More! Because I can't sleep.

I am feeling very brave about something right now, but I know that tomorrow I will feel less brave. Less brave to the point of absolute wussitude, actually.

Also, I need to start buying some sort of painkiller whose name is followed by PM (or at least something without caffeine in it), so that in the case of late night headaches I don't have to wait out the inevitible caffeine rush that occurs after taking Excedrin. Because I'd rather not feel brave at night when I know that I'm not going to feel brave at all in the morning.


np: WDET (right now they are playing the Schneider TM cover of "There is a Light That Never Goes Out" (i'm always so pleased when i can identify a song on the radio), which is called "The Light 3000," and is downloadable from their website, if you wish. (it's under '3's,' which presumably means 'mp3s.'))

2:59 a.m.

07-20-04

Also:

Yesterday I saw a commercial that said The Fellowship of the Ring was coming to theaters this Wednesday. Today I saw someone in the library who was in one of my classes three years ago, and who looked exactly the same as they had then.

I am a little worried that I have accidentally traveled backwards through time.


np: WDET

2:15 a.m.

07-20-04

This entry contains spoilers concerning How to Deal. Not that that would possibly matter to anyone.

As part of an ongoing effort to watch more crap (although, honestly, after all ten hours of I Love the 90s last week, we should probably be trying to cut back), tonight my roommate and I watched How to Deal. It was kind of like a parody of every teen movie (it had divorce! and teen pregnancy! and a cute boy who sweeps the lead character off her feet, but then they have a falling out, but then they get back together! and mandy moore sneaked out of her house while she was grounded and got in a car accident so her mom found out that she had sneaked out! it had a wedding! and a funeral*! and a dog that appears out of nowhere and makes sweet love to Mandy Moore's mom's leg**!) ever made, but I'm pretty sure that it was, in fact, NOT a parody.

The movie did have one redeeming quality, though: my car was in it. I'd never seen a car like mine in a movie before, and I rewound and paused and said, "That's my car!" in disbelief. If my car is running off to California to appear in movies during its spare time, it's going to have to start buying its own gas.

Also, Mandy Moore's love interest drove a car that was just like mine but red (and actually, my parents used to have a red car just like mine). Oh, except his also had a sunroof, because he was a free spirit. I am more of an uptight, 'there shall be nothing but solid metal over my head, thankyouverymuch' type.

Early nineties Honda Civic hatchbacks were apparently very hot around the time this movie was made. It's too bad that I'm only finding out about that now.

##########

### WHAT TO DO
(1) In the blog entries, restate the paragraph beginning "The movie did have one redeeming quality" more briefly, keeping its main facts.
(2) According to the blog entries, what is the name of the Schneider TM cover of "There is a Light That Never Goes Out"?
(3) Carry the blog entries forward from their last sentence, in the same voice.
You won't need the listing that follows these blog entries.

##########

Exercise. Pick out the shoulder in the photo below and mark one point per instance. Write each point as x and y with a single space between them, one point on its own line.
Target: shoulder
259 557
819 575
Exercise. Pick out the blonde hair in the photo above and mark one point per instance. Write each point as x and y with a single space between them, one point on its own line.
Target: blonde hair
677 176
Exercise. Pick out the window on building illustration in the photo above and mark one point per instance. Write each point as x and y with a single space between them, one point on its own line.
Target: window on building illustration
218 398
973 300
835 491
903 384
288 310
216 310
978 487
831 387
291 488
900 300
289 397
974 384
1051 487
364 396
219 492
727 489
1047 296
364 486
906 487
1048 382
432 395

##########

### RESULTS OF THE EXERCISE
(1) The movie's one redeeming quality was that the writer's car appeared in it. Never having seen a car like it in a movie before, the writer rewound, paused, and said "That's my car!" in disbelief. The writer joked that if the car is sneaking off to California to act in its spare time, it will have to buy its own gas.

(2) "The Light 3000."

(3)
*Incidentally, is it wrong to laugh when a character that has had zero development dies (first we saw him scrambling to get dressed after Mandy Moore walked in on him and his girlfriend during an intimate moment. then we saw him buying a greeting card. then he died.) ? Furthermore, is it wrong to laugh harder when the voiceover says, "I thought things were bad when my parents got divorce, but when Michael died of a heart defect. . ." and the rest of the quote was obscured by me asking if the movie could get any worse. It could.
**The dog jumped in an open window, and everyone just stood around and looked at it, as if dogs are constantly jumping into open windows and there is nothing one can do about it except stand around and giggle.


np: WDET

1:35 a.m.

07-19-04

I caught you a delicious bass.

I saw Napoleon Dynamite today (I know it opened a month ago, or something, but I live in the middle of the country and they have to bring in movies by stagecoach (or mule or possibly carrier pigeon. something slow, anyway), so it only got here yesterday), and it was so good! And I almost didn't go, because I read a review that said it was like a bad Wes Anderson cover band, and the idea of something being Wes Andersonesque AND bad made me sad. However, while I can definitely see the Wes Anderson similarities (the least of which being that it and Rushmore each featured an absolutely terrific suit), I can't see the bad part. It was funny and kind of painful and sweet at the same time (it actually reminded me more of Freaks and Geeks than Rushmore (which is the movie that I've seen ND compared to most often), just because Napoleon was much more similar to Bill Haverchuck than Max Fischer, and I could give you 100 reasons why this is the case, but I'm pretty sure that that would bore even me.), and it had the best opening credit sequence that I've ever seen.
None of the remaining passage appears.